## Problem description:
All of the records below are to be output exactly; no image belongs in the result.

## Referring expression pointing data:
Segment Open
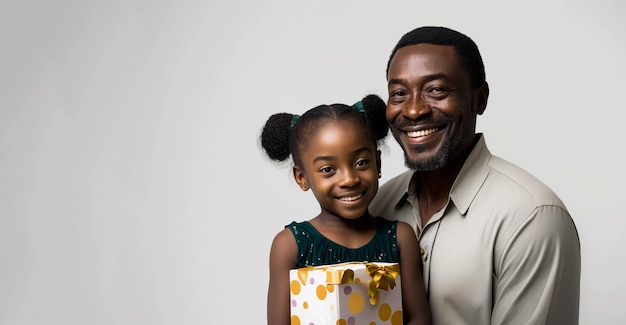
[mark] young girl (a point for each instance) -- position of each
(335, 154)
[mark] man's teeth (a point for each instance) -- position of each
(351, 198)
(421, 133)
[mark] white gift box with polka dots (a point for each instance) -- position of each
(339, 294)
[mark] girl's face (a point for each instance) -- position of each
(341, 165)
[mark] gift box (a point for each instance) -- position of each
(346, 294)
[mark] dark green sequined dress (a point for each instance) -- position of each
(315, 249)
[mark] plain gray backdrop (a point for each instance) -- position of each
(132, 186)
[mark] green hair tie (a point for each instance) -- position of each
(294, 119)
(359, 107)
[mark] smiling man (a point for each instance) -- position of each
(497, 245)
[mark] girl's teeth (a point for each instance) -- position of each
(351, 198)
(421, 133)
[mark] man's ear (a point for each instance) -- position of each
(300, 178)
(483, 95)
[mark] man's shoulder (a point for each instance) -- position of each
(520, 178)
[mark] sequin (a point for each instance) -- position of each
(315, 249)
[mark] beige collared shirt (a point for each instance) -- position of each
(504, 250)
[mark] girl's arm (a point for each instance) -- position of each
(283, 257)
(414, 301)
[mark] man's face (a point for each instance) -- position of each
(431, 107)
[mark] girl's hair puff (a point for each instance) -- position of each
(287, 134)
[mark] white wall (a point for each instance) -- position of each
(132, 187)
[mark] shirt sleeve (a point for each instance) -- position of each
(537, 279)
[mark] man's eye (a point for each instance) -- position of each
(397, 93)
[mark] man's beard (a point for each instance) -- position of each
(440, 159)
(433, 163)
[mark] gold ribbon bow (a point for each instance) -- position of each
(383, 277)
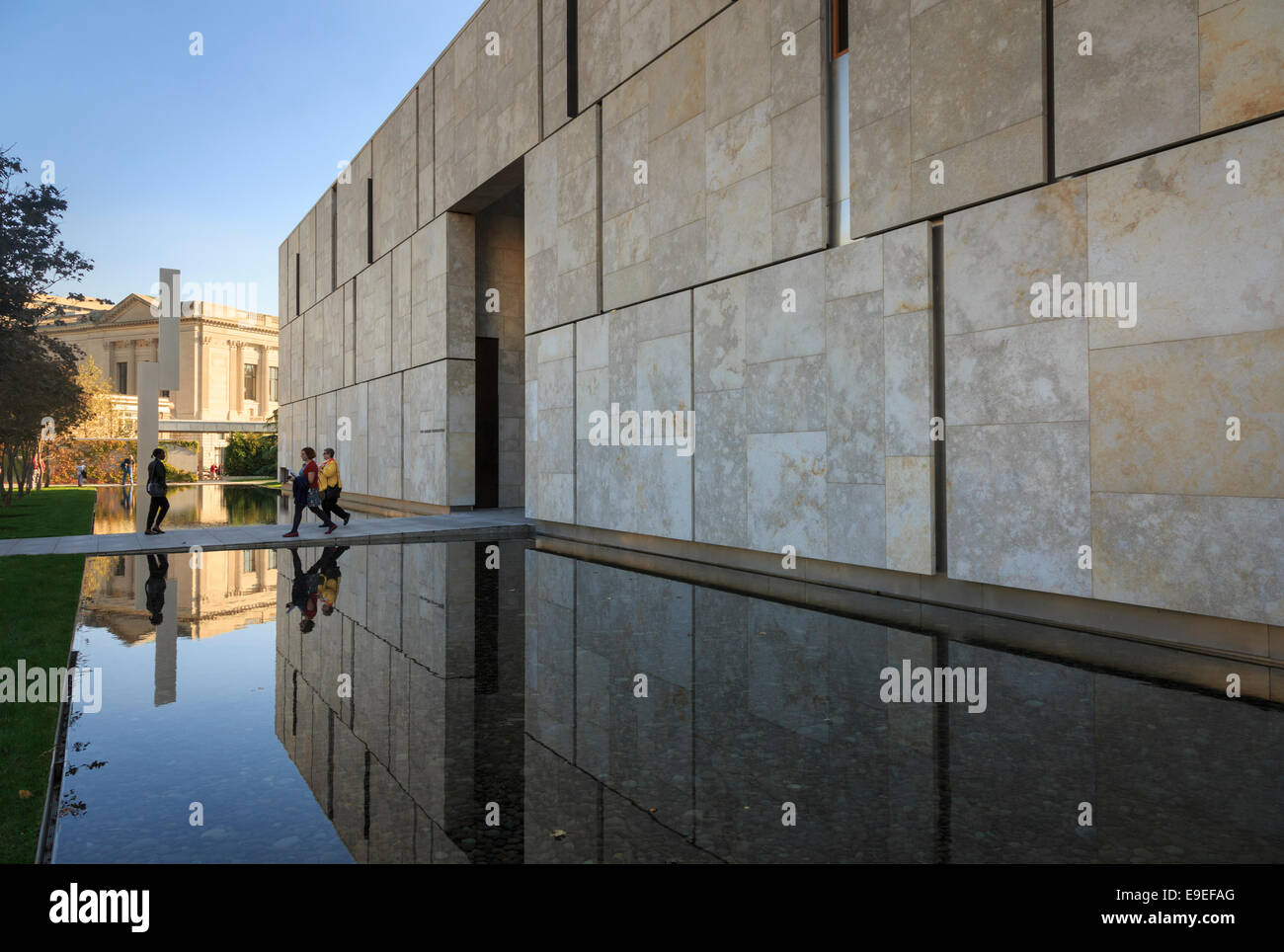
Segment Closed
## Reply to the exercise:
[mark] young girl (a point for each instance) -- position of each
(335, 154)
[mark] man's teeth (a point for each instance) -- position of each
(351, 198)
(421, 133)
[mark] white gift box with polka dots (a point for each instance) -- position of each
(339, 294)
[mark] girl's face (a point for each instance) -- position of each
(341, 165)
[mark] gift box (a point for each instance) -- position of each
(346, 294)
[mark] dark green sequined dress (a point for each instance) -- position of each
(315, 249)
[mark] plain gray backdrop (a point for each instance) -- position of each
(132, 186)
[mark] green hair tie (a point for each instance) -- position of each
(294, 119)
(359, 107)
[mark] smiling man (a point for each instance) -- position of each
(497, 245)
[mark] girl's teeth (a point for each instance) -- position of each
(351, 198)
(421, 133)
[mark] man's ear (a point for each instance) -- position of each
(300, 178)
(483, 95)
[mark] man's shoulder (a point for each instance) -- position of each
(520, 178)
[mark] sequin (a point for each instance) -- position of each
(315, 249)
[mark] beige collared shirt (a point for each instance) -- position of each
(504, 250)
[mark] girl's arm (a point for each instance) -- position of each
(283, 257)
(414, 301)
[mark] man's face (a point for each instance) -- position of each
(431, 107)
[mark] girl's hair puff (a point for each instance) -- position of each
(287, 134)
[mark] white wall (a point for each instance) -- position of each
(132, 187)
[mark] shirt sleeve (a point for each instance) -- position of each
(537, 279)
[mark] man's eye (a point for each instance) -- position of each
(397, 93)
[mark] man's beard (a point for each instance) -- position of each
(440, 159)
(433, 163)
[mark] gold ribbon bow (a point for each instance) -- position of each
(383, 277)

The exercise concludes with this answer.